_TASK DETAILS_. Nothing below is to be printed except the lines between the line holding "Target: building facade" and the line holding "Target: street sign", inclusive, each exactly as it appears.

_RECORDS PROVIDED_.
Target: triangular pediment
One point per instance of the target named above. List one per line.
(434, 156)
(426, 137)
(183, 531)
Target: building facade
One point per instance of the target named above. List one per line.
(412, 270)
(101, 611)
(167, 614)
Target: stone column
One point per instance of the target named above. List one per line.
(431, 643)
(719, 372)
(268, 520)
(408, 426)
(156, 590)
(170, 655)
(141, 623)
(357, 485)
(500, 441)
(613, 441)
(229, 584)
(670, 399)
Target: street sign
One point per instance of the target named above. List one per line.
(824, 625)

_EXERCISE OUTPUT_.
Target: building facade
One point per instance of the target named above. List one per line.
(412, 270)
(101, 611)
(167, 614)
Target: stone column
One point per instance of the target named above. List one per line.
(431, 643)
(719, 372)
(268, 520)
(408, 426)
(156, 590)
(170, 655)
(141, 623)
(357, 485)
(500, 441)
(613, 441)
(229, 584)
(670, 399)
Target: street sign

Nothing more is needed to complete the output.